[Texto citado]:
GENTE E COISAS DA CIDADE

Vendedoras e fregueses

Lydia Federici

Vendedoras, balconistas, caixeiras? Que são elas, afinal? O nome não importa. Pode variar. Mas numa coisa elas e eles são quase que imutáveis: na forma de atender. São sempre sorridentes, bem-humorados, solícitos, respeitosos e gentis.

Querem exemplos? Pois não.

O senhor gordo, com cara honesta de pai de família, entra no armarinho, meio hesitante. Olha para os balcões, descobre o que lhe deve servir. "Bom dia, senhorinha. A senhorinha tem…" antes que ele possa lembrar-se do nome da coisa que sua mulher repetira 8 vezes, a vendedora, zombeteira, estala a língua duas vezes,numa negativa. E, toda alvoroçada, se dirige para o bonitão que aparecera na porta. E agora? Pra quem é que ele vai pedir o cadarço?

"Eu queria uma colônia bem delicada, suave. A senhora pode indicar qual a melhor?" A mocinha, com ar de enfado, aponta com a lixa, a vitrine sob o balcão. "Pode escolher. Estão todas aí". E continua a limar, careteando, a unha que arrebentara.

A senhora precisa de lençóis para as camas das empregadas. Coisa de pouco preço. Uma amiga sugere-lhe uma loja tipo popular. Ela vai. A caixeira, meninota de dentes estragados, o lápis atravessado na montanha de cabelos, atende com prontidão. "Bom dia, meu bem". "Temos, bem". "Com essa largura, não tem, bem". "Porque não leva este, bem?" Ora. Quem aguenta, de uma desconhecida, tantos bem-bem-bem carinhosos e íntimos?"

[Dados fornecidos]:
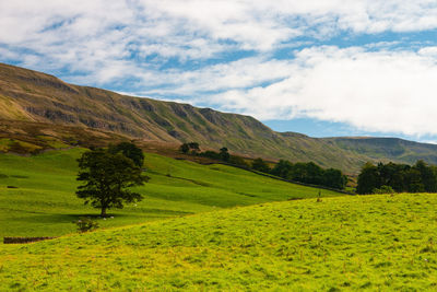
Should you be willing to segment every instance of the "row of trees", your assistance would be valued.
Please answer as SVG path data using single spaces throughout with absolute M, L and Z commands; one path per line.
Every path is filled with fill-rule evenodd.
M 314 162 L 291 163 L 290 161 L 281 160 L 270 173 L 294 182 L 338 189 L 344 189 L 347 184 L 347 176 L 343 175 L 340 170 L 323 170 Z
M 343 175 L 341 171 L 334 168 L 323 170 L 312 162 L 293 164 L 290 161 L 281 160 L 273 167 L 270 167 L 269 163 L 258 157 L 249 164 L 240 156 L 231 155 L 225 147 L 220 149 L 220 152 L 201 152 L 199 143 L 197 142 L 184 143 L 180 147 L 180 151 L 186 154 L 191 153 L 220 160 L 234 165 L 248 167 L 253 171 L 272 174 L 288 180 L 304 184 L 319 185 L 338 189 L 344 189 L 347 184 L 347 177 Z
M 358 194 L 436 192 L 437 166 L 417 161 L 413 166 L 395 163 L 366 163 L 358 175 Z

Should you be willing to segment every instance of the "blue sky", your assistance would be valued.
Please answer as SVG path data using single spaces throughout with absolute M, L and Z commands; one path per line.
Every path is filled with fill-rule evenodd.
M 435 0 L 1 1 L 0 61 L 279 131 L 437 141 Z

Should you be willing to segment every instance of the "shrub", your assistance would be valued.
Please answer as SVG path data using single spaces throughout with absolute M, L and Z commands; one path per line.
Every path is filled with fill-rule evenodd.
M 79 232 L 88 232 L 98 229 L 98 223 L 87 217 L 81 217 L 73 223 L 78 225 Z

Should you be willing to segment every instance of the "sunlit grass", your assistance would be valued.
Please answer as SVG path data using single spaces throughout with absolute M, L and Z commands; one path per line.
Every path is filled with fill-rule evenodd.
M 99 213 L 83 206 L 74 195 L 75 160 L 83 151 L 49 151 L 35 156 L 0 154 L 0 238 L 75 232 L 72 221 Z M 145 168 L 151 180 L 137 189 L 144 200 L 122 210 L 109 210 L 115 218 L 99 220 L 103 227 L 318 194 L 315 188 L 234 167 L 200 165 L 156 154 L 145 154 Z
M 262 203 L 0 247 L 0 290 L 433 291 L 437 196 Z

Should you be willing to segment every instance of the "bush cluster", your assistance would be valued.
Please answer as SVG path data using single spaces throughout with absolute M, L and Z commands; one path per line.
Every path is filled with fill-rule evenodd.
M 437 166 L 417 161 L 413 166 L 366 163 L 358 175 L 358 194 L 437 192 Z

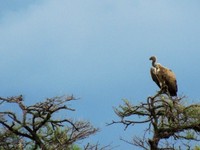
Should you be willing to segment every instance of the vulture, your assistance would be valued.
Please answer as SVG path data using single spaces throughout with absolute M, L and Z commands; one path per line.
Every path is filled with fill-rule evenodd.
M 156 63 L 156 57 L 149 58 L 152 61 L 152 67 L 150 69 L 151 77 L 153 81 L 158 85 L 164 93 L 170 96 L 177 96 L 177 82 L 176 76 L 172 70 Z

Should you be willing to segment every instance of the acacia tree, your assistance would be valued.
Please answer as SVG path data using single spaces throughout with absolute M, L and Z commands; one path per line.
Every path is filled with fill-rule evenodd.
M 193 149 L 188 141 L 200 141 L 200 105 L 185 106 L 183 101 L 184 97 L 172 98 L 163 95 L 162 90 L 139 105 L 124 100 L 123 105 L 114 108 L 120 120 L 108 125 L 120 123 L 126 129 L 130 125 L 147 124 L 142 137 L 135 137 L 132 141 L 122 139 L 146 150 Z M 181 141 L 181 145 L 170 143 L 170 138 L 176 143 Z
M 55 117 L 60 111 L 75 111 L 66 104 L 73 96 L 54 97 L 26 106 L 23 97 L 0 97 L 0 104 L 15 110 L 0 112 L 0 149 L 72 149 L 74 143 L 95 134 L 98 129 L 89 122 Z M 12 108 L 13 108 L 12 107 Z M 87 149 L 91 147 L 87 145 Z M 85 148 L 86 149 L 86 148 Z

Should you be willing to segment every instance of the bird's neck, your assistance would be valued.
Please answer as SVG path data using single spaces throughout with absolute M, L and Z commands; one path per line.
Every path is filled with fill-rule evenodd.
M 152 61 L 152 66 L 156 67 L 156 61 L 155 60 Z

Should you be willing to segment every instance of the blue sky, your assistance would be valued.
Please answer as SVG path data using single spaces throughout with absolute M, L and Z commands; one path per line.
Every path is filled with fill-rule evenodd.
M 137 126 L 123 131 L 113 107 L 155 94 L 149 57 L 172 69 L 178 94 L 199 102 L 198 0 L 0 0 L 1 96 L 27 104 L 74 94 L 75 118 L 101 132 L 89 140 L 131 146 Z

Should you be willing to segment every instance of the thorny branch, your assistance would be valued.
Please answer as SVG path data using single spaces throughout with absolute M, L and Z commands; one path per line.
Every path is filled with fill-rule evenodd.
M 65 117 L 55 119 L 53 117 L 56 112 L 61 110 L 75 111 L 75 109 L 66 105 L 67 102 L 72 100 L 76 100 L 73 95 L 67 97 L 54 97 L 46 99 L 44 102 L 25 106 L 22 95 L 9 98 L 0 97 L 0 104 L 13 103 L 22 111 L 22 115 L 19 115 L 19 112 L 11 110 L 0 112 L 0 124 L 14 135 L 28 138 L 33 141 L 35 143 L 34 149 L 39 147 L 46 150 L 48 149 L 48 146 L 51 145 L 51 142 L 54 143 L 57 148 L 59 146 L 66 147 L 75 141 L 87 138 L 98 131 L 98 129 L 91 126 L 89 122 L 73 121 L 72 119 Z M 67 127 L 66 138 L 60 136 L 60 138 L 62 138 L 62 140 L 60 140 L 58 136 L 57 139 L 54 139 L 52 135 L 55 135 L 55 132 L 57 132 L 56 130 L 59 129 L 59 127 L 64 126 Z M 48 132 L 45 133 L 45 131 Z M 41 133 L 43 133 L 43 136 L 41 136 Z M 55 142 L 55 140 L 57 142 Z
M 158 150 L 162 139 L 188 139 L 186 131 L 200 133 L 200 105 L 184 106 L 181 103 L 183 98 L 165 96 L 161 90 L 156 95 L 148 97 L 146 103 L 139 105 L 132 105 L 128 100 L 124 100 L 123 105 L 114 108 L 120 120 L 112 121 L 108 125 L 119 123 L 127 129 L 130 125 L 147 123 L 146 130 L 153 133 L 153 137 L 149 140 L 136 137 L 131 143 L 143 149 L 150 147 L 151 150 Z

[Tarefa 1]: Na crônica sobre vendedoras e fregueses, quantas vezes a mulher do senhor gordo repetira o nome da coisa que ele devia comprar?
[Tarefa 2]: Prossiga a crônica sobre vendedoras e fregueses a partir da última frase apresentada.

[Resposta escrita 1]: Oito vezes.

[Resposta escrita 2]:
A história vai nessa base. Ou altiva distância. Ou excesso de intimidade.

À tarde, quem entra em qualquer loja, não consegue ser atendido. Não há vendedora livre. E, por incrível que pareça, elas sempre dão preferência a outros que não nós. Se se vai de manhã bem cedo, também não há jeito de pegar uma caixeira livre. Todas elas estão conversando, contando-se como passaram a noite, o que ele disse, o que elas responderam. Não adianta tentar chamar-lhes a atenção com um alegre "bom dia". Também não adianta tamborilar os dedos sobre o vidro do balcão, com impaciência. Talvez só um soco, espatifando tudo, conseguisse interromper o emocionante capítulo do romance da véspera. Mas quem é bobo a esse ponto?

Há as que atendem por atender, pouco se lhes dando que o freguês compre ou não. O patrão que se dane. Há as insistentes, excessivamente solícitas, que atordoam qualquer comprador. Mas, e daí?

A classe das vendedoras, desde a loja mais fina até a mais chinfrim da cidade, anda, com raras exceções, uma tristeza. Quem faz compras que o diga.

Mas deixe estar que os fregueses, com raras exceções, também estão, hein? As caixeiras que contem o que amargam nas 8 horas.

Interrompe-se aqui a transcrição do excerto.